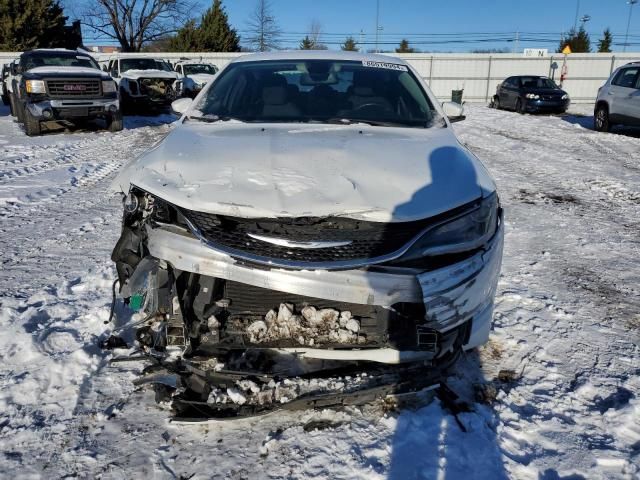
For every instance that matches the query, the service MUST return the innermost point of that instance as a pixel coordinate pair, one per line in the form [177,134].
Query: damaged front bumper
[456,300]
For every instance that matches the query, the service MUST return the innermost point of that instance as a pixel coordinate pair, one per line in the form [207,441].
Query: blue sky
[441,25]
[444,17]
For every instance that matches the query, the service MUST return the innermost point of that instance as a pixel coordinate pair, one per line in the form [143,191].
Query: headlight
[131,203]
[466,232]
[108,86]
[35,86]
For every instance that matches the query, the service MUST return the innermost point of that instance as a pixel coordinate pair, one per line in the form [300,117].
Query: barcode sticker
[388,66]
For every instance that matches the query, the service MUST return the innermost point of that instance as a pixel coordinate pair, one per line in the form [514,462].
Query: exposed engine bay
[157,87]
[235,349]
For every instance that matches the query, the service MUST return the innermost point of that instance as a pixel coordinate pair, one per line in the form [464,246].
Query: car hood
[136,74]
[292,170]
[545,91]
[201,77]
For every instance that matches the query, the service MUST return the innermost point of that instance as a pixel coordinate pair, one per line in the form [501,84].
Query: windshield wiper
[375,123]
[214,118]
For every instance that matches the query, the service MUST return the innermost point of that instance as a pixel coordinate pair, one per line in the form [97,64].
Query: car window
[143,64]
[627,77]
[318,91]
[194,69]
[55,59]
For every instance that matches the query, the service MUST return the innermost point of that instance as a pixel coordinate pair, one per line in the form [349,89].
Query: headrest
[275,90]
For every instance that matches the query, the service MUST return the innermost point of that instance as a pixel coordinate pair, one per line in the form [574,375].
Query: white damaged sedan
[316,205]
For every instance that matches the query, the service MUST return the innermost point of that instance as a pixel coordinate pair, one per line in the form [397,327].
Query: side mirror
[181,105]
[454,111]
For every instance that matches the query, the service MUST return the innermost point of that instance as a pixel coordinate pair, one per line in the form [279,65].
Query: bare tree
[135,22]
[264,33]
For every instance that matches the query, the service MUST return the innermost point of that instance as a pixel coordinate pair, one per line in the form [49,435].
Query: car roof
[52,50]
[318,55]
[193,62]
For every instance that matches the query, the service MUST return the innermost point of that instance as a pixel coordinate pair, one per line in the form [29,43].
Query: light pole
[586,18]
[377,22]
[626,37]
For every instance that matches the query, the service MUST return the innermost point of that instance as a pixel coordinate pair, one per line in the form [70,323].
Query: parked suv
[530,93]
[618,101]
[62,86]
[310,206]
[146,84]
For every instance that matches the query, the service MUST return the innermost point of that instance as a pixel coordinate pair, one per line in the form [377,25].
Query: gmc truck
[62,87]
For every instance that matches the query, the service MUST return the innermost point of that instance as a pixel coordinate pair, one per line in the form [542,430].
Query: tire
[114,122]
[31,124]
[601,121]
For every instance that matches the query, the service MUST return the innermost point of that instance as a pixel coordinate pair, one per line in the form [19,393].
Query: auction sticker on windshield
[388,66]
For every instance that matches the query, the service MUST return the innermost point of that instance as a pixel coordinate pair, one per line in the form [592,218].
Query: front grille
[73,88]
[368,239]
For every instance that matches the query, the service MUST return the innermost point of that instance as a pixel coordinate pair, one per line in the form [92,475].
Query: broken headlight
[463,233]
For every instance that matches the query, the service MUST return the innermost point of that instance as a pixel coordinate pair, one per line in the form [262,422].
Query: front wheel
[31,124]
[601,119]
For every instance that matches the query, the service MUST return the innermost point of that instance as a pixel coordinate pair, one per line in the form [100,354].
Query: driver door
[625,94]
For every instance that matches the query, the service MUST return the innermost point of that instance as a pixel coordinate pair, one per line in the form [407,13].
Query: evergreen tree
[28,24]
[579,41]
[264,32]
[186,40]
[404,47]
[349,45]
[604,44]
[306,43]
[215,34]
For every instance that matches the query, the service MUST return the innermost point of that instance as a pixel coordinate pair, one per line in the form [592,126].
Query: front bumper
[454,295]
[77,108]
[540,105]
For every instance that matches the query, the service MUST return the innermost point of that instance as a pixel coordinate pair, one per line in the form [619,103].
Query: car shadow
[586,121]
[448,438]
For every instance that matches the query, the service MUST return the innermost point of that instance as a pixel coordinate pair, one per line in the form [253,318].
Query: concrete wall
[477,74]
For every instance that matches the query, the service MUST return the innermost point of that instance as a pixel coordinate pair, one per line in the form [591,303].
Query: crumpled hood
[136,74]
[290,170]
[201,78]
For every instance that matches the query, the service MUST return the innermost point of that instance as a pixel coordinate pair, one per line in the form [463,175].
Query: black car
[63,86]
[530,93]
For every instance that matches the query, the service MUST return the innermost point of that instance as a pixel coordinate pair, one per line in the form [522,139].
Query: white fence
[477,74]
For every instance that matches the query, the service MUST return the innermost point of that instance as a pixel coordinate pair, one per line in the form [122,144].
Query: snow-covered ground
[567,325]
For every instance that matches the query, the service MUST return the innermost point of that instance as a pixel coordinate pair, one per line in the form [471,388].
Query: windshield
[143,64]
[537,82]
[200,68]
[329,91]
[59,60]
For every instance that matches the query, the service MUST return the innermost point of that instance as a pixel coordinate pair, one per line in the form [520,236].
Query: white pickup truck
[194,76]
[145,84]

**YOUR OBJECTIVE**
Can you reproduce only the data from the line containing "the form [591,303]." through the end, keeping every request as is (including the sample pair inside each) and adding 58 to both numbers of each answer coordinate pair?

**SOLVED PROBLEM**
For every instance that matches the query, the service MUST return the innermost point of that instance as a pixel coordinate pair, one per line in the form [591,303].
Query: crumpled hood
[194,132]
[348,228]
[259,136]
For every instance that matches the query, the service MUST return the innermost point of that instance as a pixel coordinate pair, one per line in the form [463,175].
Query: black car
[121,144]
[588,151]
For every instance that matches the query, the service MUST return the innermost point of that instance as a pixel coordinate pair, one per line in the form [522,139].
Query: white fence
[535,132]
For every instance that matches the query, the service MUST return the innermost point of that instance as a pixel coordinate pair, one per line in the form [122,144].
Query: snow-covered ground
[625,383]
For every instance that matches the query, the service MUST return the innermost point of that instance as a pixel coordinate pair, one per line in the form [471,388].
Query: windshield
[201,122]
[595,140]
[258,126]
[387,149]
[117,118]
For every instance that matches the query, the service MUST return the innermost point of that instance as a pixel coordinate pair, one per line in the form [520,236].
Query: white pickup truck
[252,134]
[203,142]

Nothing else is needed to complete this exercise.